------ Information given ------
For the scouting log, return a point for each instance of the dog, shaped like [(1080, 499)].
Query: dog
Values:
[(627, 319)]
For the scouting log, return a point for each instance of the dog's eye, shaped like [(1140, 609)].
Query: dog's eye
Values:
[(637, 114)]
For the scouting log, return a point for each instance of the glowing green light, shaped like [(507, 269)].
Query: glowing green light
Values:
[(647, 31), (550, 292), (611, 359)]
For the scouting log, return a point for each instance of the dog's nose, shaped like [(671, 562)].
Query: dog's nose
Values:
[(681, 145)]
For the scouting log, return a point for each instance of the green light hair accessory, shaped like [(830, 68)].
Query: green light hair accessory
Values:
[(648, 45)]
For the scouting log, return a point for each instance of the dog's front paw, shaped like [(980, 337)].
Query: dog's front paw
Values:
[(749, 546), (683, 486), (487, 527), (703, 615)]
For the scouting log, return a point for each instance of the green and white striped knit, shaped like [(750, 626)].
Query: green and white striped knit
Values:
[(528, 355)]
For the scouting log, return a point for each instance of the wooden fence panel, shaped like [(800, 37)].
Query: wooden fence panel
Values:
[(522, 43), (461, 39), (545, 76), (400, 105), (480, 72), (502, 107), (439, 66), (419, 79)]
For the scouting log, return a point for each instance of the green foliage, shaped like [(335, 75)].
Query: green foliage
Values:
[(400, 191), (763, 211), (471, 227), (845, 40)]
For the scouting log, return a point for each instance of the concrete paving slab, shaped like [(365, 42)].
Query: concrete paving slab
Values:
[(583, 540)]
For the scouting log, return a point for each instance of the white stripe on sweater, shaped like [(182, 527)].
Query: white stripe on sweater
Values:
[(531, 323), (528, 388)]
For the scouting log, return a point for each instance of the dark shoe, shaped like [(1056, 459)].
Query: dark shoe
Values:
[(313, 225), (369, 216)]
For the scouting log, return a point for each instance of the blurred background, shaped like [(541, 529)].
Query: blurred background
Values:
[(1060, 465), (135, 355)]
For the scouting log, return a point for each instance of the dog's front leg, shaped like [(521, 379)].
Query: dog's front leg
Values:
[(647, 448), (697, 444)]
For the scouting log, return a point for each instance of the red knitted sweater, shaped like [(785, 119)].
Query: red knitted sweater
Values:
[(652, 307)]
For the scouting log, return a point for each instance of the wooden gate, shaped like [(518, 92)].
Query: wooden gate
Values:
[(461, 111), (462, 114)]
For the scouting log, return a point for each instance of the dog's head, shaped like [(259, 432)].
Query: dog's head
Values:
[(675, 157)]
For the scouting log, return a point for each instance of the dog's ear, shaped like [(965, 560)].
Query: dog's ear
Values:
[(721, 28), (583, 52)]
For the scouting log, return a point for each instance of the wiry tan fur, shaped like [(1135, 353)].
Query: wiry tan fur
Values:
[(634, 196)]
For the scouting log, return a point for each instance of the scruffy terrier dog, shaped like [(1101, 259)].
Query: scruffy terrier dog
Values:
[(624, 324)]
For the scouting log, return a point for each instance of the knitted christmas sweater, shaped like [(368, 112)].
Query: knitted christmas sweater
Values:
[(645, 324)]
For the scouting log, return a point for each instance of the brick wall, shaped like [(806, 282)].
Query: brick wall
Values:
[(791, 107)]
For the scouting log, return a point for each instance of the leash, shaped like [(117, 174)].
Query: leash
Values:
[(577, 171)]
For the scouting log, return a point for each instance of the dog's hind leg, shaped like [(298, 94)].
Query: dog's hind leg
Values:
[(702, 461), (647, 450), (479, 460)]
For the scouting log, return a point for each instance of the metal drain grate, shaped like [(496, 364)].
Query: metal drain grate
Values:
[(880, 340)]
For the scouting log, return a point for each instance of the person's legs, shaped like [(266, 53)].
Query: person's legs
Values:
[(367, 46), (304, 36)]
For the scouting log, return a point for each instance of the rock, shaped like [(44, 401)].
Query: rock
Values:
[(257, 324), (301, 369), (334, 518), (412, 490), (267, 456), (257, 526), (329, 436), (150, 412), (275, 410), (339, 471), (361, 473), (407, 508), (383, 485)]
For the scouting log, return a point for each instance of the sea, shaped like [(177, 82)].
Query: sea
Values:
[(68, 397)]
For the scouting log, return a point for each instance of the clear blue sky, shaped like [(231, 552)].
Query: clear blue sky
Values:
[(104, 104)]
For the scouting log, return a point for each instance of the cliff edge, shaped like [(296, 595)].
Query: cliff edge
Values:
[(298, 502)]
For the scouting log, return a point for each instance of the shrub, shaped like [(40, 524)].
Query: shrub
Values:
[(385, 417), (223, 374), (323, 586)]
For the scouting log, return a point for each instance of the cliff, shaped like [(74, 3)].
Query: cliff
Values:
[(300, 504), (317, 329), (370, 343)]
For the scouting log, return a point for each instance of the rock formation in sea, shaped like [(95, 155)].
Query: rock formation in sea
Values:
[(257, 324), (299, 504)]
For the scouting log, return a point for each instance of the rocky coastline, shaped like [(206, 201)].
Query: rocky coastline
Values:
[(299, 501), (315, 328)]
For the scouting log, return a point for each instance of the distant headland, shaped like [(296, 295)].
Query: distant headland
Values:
------
# Problem requirements
Rewrite every one of the dataset items above, renaming "scouting log" to "field survey" wherever it occurs and leaving all other text as it stands.

# The reply
For the field survey, return a point for each instance of the dog, shaped like [(1080, 499)].
Query: dog
Values:
[(627, 319)]
For the field survey, return a point for each instance of the dog's eye, shaped like [(1140, 609)].
Query: dog's eye
Values:
[(637, 114)]
For the field survey, return a point for each instance of the glowing green light, shaped like [(507, 269)].
Query: glowing green light
Values:
[(647, 31), (550, 292), (611, 359)]
For the field survey, return a point for each instance of the dog's nose, shaped like [(671, 562)].
Query: dog's nose
Values:
[(681, 145)]
For the field survey, return a point for each instance of the green light hair accessory, shaped like [(830, 68)].
Query: green light hair accessory
Values:
[(648, 45)]
For the field survey, return a point for each instance of the dog's front paw, shaped like [(980, 337)].
Query: dog's front paw
Values:
[(749, 546), (683, 486), (487, 527), (703, 615)]
For the field survey, return a point for each instance of the green and white striped knit, shaped like [(750, 626)].
Query: green and white striped knit
Values:
[(528, 355)]
For the field survey, return a point for each instance of the wooden fence panel, shaped like [(800, 37)].
Query: wooden fence panel
Values:
[(522, 43), (461, 39), (545, 76), (400, 105), (480, 72), (502, 107), (439, 66), (419, 79)]
For the field survey, return a point for each instance of the green foliage, shaped like [(335, 75)].
Query: green foliage
Values:
[(400, 191), (763, 211), (471, 227), (845, 40)]
For the field survey, return a point for each instance of the concrete paving slab, shaped like [(365, 42)].
Query: concrete paving slab
Values:
[(583, 540)]
For the field survey, return a point for each instance of the white stripe on sweater, shaped like [(182, 527)].
Query: white stripe on sweater
Values:
[(531, 323), (528, 388)]
For the field survey, return a point for each instance of the dark shoe, shaped like [(1056, 459)].
Query: dark shoe
Values:
[(313, 225), (369, 216)]
For the field survey, return a point for each instance of the blurred background, shaped like [(541, 529)].
Query: blurred background
Values:
[(1060, 465), (135, 355)]
For the field survey, return a point for each instance of the dog's front leg, shaped like [(521, 379)].
Query: dog's front leg
Values:
[(647, 448), (697, 444)]
For the field survey, return a point for each instance of the red knitted sweater, shaped like [(785, 119)].
Query: red knitted sweater
Values:
[(652, 307)]
For the field survey, return a point for each instance of the wooden gate, shaped like [(518, 92)].
Query: wooden gate
Values:
[(461, 111), (462, 114)]
For the field survey, return a point for each instance of the dog's head, shaped like [(259, 432)].
Query: dog's head
Values:
[(675, 157)]
For the field survey, return a point for each instance of the dog's ear, shaped like [(965, 560)].
Query: dog's ear
Values:
[(721, 28), (583, 52)]
For the field survey, return a point for each instance of the wiry tan fur, shaped like [(1135, 353)].
Query: wiry tan fur
Values:
[(634, 196)]
For the field survey, return a point for each instance of the scruffy terrier dog, shaped like [(1101, 259)].
Query: scruffy terrier dog
Values:
[(624, 324)]
For the field survey, return a point for each instance of the knitted christmas sweater, shaped like [(368, 112)].
Query: knitted christmas sweater
Values:
[(645, 324)]
For the field survey, return a point for each instance of the brick wall, shaped like [(806, 282)].
Query: brick wall
Values:
[(791, 107)]
For the field survey, return a point for each instance of the leash, shaped like [(117, 174)].
Query: leash
Values:
[(577, 171)]
For the field survey, return a point for each instance of the dog's hind leg, shaped like [(298, 94)].
Query: dog's hind leg
Values:
[(702, 461), (647, 450), (479, 460)]
For the field survey, return a point for each instance of the metal drain grate, shaped like [(496, 364)].
Query: metal drain grate
Values:
[(880, 340)]
For the field survey, return a point for each instance of the person's legs, shaped like [(266, 53)].
Query: person's legs
Values:
[(367, 46), (304, 36)]
For the field survey, return a point for each instance of the rock, shaped like [(44, 401)].
Query: rock
Values:
[(257, 324), (301, 369), (334, 518), (412, 490), (267, 456), (257, 526), (329, 436), (150, 412), (275, 410), (339, 471), (361, 473), (407, 508), (383, 485)]
For the field survey, return a point for each instance of the sea, shaped like [(177, 82)].
Query: sea
Values:
[(68, 397)]
For the field survey, return a point for each instance of the clear blue sky, shaped like [(231, 552)].
Query: clear blue sky
Values:
[(104, 104)]
For the field survey, return a point for each instance of the cliff edge, shaped like [(296, 595)].
Query: cliff edge
Values:
[(298, 502)]
For the field survey, return a point for each instance of the shrub, shaped like [(40, 524)].
Query: shrub
Values:
[(385, 417), (223, 374), (323, 586)]
For the field survey, return a point for each instance of the cliff, shaped like [(74, 3)].
Query: cliff
Values:
[(300, 504), (317, 329), (370, 343)]
For the field survey, return a point for each instance of the rock formation in sea, shaped like [(95, 155)].
Query: rock formation in sea
Values:
[(257, 324), (299, 504)]
For the field survey, return a point for each instance of the rocky coastline, shaped like [(206, 201)].
Query: rocky coastline
Values:
[(299, 501), (315, 328)]
For the field survey, return a point for each instance of the distant headland, shaped like [(296, 295)].
Query: distant headland
Values:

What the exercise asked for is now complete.